Collection entries ▸

☆ ☆ ☆

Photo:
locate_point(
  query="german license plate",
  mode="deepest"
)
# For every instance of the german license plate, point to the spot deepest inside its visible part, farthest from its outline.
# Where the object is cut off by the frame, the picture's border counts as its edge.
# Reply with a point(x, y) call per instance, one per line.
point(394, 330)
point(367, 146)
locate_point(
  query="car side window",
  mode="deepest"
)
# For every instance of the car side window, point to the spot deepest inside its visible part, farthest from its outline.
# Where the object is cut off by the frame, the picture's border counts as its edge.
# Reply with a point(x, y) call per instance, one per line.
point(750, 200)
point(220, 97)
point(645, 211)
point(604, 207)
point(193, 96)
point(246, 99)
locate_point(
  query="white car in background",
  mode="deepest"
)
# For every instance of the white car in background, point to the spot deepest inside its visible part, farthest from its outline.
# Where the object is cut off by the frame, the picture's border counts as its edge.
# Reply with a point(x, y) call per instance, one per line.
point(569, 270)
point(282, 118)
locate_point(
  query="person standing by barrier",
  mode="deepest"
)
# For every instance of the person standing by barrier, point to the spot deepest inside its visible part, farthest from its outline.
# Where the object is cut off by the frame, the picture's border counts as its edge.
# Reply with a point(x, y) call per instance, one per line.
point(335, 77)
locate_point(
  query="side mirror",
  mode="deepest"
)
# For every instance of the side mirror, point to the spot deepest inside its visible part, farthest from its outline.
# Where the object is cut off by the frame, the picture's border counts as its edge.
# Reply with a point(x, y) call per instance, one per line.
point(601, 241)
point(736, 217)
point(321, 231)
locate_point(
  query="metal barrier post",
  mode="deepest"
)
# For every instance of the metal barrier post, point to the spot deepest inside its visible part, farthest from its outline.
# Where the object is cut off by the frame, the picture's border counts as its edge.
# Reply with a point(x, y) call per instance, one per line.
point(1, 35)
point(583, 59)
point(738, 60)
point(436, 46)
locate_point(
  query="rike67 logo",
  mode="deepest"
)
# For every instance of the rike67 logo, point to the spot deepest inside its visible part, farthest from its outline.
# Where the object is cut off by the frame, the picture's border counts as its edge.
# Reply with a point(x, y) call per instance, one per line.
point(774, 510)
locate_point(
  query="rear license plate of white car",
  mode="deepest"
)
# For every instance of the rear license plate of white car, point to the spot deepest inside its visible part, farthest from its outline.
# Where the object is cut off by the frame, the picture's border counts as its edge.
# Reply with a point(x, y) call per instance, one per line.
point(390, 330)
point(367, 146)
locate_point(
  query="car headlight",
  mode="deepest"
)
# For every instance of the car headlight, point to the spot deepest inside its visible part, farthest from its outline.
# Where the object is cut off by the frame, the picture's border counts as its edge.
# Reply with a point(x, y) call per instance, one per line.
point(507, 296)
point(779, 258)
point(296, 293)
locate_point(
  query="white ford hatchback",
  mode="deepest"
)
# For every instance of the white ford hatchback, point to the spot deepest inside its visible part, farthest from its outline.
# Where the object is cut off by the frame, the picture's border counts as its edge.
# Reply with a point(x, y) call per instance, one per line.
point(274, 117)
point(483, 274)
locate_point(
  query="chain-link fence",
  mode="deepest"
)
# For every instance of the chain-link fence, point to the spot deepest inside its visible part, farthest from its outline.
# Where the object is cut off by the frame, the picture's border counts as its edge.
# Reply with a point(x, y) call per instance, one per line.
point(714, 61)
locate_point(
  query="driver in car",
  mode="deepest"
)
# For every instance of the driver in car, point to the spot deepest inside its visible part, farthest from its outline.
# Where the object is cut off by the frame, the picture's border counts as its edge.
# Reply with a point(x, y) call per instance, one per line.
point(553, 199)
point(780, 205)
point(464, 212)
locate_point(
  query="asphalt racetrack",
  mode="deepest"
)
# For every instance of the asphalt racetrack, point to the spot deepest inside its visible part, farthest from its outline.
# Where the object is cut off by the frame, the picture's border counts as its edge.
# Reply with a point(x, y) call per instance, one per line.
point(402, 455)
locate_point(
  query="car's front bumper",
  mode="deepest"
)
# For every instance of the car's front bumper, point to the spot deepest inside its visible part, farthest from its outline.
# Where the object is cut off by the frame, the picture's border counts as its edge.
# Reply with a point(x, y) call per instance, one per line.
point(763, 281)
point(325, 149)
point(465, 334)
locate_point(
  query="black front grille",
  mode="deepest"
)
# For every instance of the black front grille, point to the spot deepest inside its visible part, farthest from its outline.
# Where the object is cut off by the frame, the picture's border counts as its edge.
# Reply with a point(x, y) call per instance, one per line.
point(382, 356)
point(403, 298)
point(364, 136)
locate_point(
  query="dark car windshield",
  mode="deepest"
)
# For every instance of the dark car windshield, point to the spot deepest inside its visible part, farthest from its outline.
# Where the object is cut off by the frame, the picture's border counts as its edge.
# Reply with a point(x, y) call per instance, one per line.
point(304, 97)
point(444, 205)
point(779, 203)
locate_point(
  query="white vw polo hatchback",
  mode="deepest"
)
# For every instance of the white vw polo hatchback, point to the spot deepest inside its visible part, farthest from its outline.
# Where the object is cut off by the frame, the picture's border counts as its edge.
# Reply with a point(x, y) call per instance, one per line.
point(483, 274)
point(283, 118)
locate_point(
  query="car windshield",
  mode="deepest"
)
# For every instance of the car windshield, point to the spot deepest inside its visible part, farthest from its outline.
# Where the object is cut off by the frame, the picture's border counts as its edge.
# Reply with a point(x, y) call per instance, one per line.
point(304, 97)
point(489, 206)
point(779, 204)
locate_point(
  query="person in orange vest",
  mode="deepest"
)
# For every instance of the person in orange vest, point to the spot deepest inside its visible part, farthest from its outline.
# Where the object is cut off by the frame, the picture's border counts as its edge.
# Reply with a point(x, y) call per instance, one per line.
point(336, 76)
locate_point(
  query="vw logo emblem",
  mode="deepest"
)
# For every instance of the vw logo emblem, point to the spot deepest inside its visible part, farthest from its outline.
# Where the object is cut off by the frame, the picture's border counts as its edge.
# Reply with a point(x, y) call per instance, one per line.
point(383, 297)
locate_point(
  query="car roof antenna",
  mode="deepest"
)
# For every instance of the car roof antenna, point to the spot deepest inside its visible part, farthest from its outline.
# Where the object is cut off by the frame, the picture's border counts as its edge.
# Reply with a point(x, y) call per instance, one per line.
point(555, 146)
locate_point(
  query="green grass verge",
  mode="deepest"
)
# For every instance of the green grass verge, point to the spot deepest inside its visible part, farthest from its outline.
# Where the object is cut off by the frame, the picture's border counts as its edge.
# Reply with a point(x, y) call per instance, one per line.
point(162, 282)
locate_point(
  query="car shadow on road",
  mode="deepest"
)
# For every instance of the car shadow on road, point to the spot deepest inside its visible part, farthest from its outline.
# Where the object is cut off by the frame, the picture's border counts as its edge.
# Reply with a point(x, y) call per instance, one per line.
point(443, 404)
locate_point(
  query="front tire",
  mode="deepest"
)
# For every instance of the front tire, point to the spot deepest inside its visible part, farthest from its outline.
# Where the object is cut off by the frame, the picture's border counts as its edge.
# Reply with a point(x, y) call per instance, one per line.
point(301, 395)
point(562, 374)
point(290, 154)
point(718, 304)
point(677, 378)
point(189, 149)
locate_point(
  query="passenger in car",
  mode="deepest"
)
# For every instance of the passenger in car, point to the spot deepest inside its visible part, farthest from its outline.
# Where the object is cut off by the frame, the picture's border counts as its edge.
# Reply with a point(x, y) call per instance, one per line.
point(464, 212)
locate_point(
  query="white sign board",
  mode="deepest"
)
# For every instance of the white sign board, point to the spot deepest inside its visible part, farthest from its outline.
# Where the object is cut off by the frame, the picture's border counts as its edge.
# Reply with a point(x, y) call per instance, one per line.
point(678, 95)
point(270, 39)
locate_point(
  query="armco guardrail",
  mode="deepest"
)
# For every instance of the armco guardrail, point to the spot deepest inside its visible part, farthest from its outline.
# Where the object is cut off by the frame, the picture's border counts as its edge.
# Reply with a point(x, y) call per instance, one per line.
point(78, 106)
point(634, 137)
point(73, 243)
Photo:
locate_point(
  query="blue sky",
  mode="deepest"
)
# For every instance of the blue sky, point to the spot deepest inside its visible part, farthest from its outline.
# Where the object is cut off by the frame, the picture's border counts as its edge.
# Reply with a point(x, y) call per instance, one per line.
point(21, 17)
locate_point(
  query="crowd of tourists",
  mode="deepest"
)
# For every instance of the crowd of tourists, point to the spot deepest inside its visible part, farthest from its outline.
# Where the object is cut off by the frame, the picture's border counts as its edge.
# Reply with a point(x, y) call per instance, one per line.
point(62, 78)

☆ ☆ ☆

TASK OBJECTIVE ▸ Copy every line of the data above that contains the string "ford".

EXERCISE RESPONSE ▸
  query="white ford hatchback",
# For every instance of the white ford hatchback, point to the spot deepest inside its visible part, farthest from its outline.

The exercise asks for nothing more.